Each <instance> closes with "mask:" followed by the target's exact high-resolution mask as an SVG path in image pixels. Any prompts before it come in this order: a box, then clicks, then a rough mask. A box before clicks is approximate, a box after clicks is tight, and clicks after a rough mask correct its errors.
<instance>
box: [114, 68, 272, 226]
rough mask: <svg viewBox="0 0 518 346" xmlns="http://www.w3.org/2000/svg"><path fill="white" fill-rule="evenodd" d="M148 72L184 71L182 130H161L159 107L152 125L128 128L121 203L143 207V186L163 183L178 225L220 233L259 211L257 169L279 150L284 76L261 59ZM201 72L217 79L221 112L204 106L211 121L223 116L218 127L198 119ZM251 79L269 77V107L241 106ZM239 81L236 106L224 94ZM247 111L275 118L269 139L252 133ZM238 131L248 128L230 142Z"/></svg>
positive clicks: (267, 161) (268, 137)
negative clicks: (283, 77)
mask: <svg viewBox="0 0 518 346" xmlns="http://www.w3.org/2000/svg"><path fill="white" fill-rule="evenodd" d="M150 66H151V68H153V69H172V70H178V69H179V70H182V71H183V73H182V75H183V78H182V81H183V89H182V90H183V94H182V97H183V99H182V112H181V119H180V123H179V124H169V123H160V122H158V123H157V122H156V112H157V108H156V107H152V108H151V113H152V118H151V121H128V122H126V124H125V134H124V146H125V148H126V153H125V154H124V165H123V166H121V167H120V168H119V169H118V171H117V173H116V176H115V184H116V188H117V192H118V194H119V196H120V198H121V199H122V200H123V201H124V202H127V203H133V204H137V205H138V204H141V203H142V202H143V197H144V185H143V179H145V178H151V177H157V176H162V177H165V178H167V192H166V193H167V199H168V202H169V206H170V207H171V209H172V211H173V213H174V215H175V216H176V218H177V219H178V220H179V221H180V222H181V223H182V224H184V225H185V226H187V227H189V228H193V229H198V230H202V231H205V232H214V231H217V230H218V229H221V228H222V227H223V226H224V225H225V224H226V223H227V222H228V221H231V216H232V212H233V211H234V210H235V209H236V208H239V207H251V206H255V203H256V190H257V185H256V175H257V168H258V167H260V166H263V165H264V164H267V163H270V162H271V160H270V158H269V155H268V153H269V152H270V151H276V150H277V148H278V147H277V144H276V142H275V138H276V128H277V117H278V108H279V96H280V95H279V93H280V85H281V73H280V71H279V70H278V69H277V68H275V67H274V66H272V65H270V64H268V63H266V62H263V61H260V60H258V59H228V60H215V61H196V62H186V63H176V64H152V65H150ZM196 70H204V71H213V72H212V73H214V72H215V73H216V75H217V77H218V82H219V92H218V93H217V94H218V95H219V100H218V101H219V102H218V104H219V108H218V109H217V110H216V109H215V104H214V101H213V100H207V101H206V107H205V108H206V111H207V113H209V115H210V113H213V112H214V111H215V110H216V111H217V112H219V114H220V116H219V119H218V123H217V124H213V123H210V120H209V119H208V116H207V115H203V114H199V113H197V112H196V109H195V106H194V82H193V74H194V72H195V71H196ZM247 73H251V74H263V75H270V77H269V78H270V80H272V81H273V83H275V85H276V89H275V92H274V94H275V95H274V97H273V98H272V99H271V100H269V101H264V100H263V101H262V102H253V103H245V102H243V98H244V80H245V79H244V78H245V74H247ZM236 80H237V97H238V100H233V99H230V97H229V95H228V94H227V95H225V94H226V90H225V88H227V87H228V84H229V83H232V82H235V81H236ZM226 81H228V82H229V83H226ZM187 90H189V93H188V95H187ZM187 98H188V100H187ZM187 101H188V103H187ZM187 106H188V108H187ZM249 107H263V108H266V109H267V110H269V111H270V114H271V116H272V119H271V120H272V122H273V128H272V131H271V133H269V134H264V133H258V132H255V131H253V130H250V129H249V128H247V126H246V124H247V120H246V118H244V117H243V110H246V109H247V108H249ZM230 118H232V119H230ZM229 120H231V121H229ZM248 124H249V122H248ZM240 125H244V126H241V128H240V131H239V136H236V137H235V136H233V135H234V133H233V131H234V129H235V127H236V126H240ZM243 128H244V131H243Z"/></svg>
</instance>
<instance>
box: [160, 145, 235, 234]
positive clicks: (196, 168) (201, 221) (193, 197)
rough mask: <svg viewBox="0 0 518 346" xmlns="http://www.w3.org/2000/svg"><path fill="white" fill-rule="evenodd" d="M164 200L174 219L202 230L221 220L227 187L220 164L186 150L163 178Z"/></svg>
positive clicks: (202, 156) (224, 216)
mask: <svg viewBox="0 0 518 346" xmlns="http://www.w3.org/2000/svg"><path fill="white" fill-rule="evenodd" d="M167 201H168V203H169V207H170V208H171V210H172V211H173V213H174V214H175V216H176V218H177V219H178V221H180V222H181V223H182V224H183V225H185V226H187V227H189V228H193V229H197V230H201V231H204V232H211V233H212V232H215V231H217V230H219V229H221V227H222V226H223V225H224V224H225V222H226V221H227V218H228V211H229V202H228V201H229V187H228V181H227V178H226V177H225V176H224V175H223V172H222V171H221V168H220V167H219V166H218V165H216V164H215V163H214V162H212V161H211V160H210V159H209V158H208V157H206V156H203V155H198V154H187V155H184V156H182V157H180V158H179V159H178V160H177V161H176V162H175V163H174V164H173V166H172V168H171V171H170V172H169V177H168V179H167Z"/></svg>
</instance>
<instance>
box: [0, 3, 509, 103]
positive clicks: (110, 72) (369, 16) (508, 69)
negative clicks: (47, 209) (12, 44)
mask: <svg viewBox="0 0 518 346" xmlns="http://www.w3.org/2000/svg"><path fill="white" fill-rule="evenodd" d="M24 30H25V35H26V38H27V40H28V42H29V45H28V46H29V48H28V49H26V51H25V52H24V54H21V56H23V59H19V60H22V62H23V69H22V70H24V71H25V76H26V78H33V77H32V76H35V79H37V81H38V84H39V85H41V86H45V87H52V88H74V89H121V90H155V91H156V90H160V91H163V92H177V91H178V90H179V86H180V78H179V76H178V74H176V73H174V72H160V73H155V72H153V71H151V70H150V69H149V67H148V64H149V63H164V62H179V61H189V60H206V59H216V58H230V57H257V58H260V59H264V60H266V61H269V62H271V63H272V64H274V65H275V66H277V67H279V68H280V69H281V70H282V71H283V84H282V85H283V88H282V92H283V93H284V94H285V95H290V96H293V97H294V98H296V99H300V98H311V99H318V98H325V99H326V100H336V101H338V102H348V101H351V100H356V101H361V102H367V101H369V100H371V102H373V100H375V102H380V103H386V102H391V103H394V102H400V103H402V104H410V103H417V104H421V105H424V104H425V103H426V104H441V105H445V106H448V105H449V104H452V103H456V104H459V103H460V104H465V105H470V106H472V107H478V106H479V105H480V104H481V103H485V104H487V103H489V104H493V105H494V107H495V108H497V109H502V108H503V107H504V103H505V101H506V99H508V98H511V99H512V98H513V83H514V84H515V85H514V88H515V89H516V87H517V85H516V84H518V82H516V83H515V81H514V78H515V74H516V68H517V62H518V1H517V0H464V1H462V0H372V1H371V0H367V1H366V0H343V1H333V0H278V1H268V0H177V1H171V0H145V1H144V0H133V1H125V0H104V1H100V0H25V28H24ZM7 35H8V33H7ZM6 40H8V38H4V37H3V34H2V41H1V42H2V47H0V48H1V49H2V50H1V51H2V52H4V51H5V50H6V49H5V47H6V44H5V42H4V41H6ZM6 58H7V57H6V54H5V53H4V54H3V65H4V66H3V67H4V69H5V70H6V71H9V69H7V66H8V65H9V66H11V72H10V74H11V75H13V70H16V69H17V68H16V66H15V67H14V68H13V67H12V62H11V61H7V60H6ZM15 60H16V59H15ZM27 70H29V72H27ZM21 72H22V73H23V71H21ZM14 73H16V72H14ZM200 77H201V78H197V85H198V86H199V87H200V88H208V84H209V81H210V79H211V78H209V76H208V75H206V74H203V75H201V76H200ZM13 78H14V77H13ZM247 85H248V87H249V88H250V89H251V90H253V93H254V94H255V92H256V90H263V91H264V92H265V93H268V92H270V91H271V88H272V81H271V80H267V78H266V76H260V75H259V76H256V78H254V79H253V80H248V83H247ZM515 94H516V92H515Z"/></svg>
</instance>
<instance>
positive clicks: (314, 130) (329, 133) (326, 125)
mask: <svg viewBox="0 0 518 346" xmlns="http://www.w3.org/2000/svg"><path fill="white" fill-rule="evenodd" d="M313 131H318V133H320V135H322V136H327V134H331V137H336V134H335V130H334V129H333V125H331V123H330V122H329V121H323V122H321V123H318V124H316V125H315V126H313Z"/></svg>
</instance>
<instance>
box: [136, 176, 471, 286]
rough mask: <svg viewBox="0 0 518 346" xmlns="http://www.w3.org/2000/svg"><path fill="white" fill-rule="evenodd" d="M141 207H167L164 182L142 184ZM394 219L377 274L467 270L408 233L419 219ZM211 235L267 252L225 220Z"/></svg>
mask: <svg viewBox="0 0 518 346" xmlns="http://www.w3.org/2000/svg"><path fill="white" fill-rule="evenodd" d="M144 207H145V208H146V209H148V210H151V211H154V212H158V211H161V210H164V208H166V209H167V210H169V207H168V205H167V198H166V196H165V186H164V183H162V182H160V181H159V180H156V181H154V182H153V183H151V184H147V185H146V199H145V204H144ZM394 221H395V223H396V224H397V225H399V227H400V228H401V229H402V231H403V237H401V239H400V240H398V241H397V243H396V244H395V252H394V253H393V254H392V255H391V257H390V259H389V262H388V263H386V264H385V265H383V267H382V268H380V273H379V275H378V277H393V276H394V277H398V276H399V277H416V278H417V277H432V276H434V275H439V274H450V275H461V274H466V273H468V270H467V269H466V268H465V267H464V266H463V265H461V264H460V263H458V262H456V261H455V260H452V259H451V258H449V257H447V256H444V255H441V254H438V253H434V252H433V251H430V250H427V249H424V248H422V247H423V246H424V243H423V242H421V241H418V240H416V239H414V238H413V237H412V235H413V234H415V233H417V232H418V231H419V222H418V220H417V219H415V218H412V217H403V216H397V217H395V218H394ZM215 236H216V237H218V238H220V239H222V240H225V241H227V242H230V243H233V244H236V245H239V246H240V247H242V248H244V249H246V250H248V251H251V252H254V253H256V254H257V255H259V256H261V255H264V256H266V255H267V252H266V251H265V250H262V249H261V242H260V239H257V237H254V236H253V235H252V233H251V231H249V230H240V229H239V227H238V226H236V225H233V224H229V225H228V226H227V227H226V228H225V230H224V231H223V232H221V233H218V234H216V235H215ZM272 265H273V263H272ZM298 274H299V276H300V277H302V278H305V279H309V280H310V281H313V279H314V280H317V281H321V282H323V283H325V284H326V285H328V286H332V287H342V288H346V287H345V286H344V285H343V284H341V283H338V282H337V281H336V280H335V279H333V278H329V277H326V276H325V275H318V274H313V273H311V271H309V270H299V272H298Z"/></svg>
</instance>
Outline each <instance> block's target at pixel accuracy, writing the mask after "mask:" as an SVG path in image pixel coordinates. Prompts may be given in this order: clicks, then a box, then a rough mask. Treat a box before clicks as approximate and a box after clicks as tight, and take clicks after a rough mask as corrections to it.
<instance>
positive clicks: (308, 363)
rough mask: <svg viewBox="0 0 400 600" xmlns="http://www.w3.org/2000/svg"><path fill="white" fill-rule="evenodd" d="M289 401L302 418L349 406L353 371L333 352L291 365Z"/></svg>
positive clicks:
--*--
> _Exercise prompt_
Everything from the line containing "401L302 418L349 406L353" to the last line of the material above must be copied exactly, and only that.

> _Response to the task_
rough mask: <svg viewBox="0 0 400 600" xmlns="http://www.w3.org/2000/svg"><path fill="white" fill-rule="evenodd" d="M289 401L302 418L349 406L353 371L333 352L291 365Z"/></svg>
positive clicks:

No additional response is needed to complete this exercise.